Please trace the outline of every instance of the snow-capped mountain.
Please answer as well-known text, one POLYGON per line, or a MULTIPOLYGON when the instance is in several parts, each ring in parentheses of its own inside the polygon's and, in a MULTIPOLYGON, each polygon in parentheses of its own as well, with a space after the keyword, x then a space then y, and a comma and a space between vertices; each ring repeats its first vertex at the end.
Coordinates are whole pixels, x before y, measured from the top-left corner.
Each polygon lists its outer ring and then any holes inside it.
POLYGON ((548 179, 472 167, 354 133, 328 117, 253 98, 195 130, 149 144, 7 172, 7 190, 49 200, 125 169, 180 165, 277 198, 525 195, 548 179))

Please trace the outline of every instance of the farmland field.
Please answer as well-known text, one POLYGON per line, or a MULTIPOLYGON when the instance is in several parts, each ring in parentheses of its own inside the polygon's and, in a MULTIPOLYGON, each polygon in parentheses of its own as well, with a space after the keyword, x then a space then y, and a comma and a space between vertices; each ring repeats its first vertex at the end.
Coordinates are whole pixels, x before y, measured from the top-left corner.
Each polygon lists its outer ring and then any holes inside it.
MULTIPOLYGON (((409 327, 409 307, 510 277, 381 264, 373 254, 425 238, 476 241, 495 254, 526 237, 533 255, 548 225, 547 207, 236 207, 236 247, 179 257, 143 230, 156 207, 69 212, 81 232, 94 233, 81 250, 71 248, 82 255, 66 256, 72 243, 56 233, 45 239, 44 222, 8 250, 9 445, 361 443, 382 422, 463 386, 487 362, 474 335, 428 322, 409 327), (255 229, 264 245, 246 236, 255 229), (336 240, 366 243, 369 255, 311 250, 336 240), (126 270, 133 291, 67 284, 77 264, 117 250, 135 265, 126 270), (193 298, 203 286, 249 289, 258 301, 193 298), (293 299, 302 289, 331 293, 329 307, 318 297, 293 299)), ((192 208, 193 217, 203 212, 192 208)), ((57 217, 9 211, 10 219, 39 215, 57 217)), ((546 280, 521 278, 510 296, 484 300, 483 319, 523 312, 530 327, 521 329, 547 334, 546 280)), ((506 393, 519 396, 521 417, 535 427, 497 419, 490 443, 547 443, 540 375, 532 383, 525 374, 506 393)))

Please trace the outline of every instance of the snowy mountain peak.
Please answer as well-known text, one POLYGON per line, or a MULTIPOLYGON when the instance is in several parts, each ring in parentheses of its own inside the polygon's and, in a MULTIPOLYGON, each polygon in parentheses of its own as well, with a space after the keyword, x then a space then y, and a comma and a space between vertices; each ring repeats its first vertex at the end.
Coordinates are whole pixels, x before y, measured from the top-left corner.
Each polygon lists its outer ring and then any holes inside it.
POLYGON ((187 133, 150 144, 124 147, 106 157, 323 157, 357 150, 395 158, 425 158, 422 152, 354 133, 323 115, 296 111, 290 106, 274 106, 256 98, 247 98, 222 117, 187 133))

----------------------------------------

Task brief – Convert the material, from its first line through the line containing "POLYGON ((548 179, 472", into a JSON list of strings with one string per line and blank lines omitted.

Solution for this exercise –
[
  "Please trace the outline of every instance of the snow-capped mountain.",
  "Please answer as well-known text, one POLYGON per line, or a MULTIPOLYGON when the instance is in several parts, each ring in parentheses of its own inside the polygon's and, in a MULTIPOLYGON, each polygon in parentheses of its own as well, with a space after the keyword, x then a space then y, and a comma and a space between vertices; each ring repeats its first vertex at the end.",
  "Coordinates are whole pixels, x before y, measured from the top-left corner.",
  "Each polygon lists its outer ring and then any holes inside it.",
  "POLYGON ((548 179, 472 167, 354 133, 328 117, 253 98, 195 130, 149 144, 7 172, 7 190, 49 200, 125 169, 180 165, 277 198, 525 195, 548 179))"
]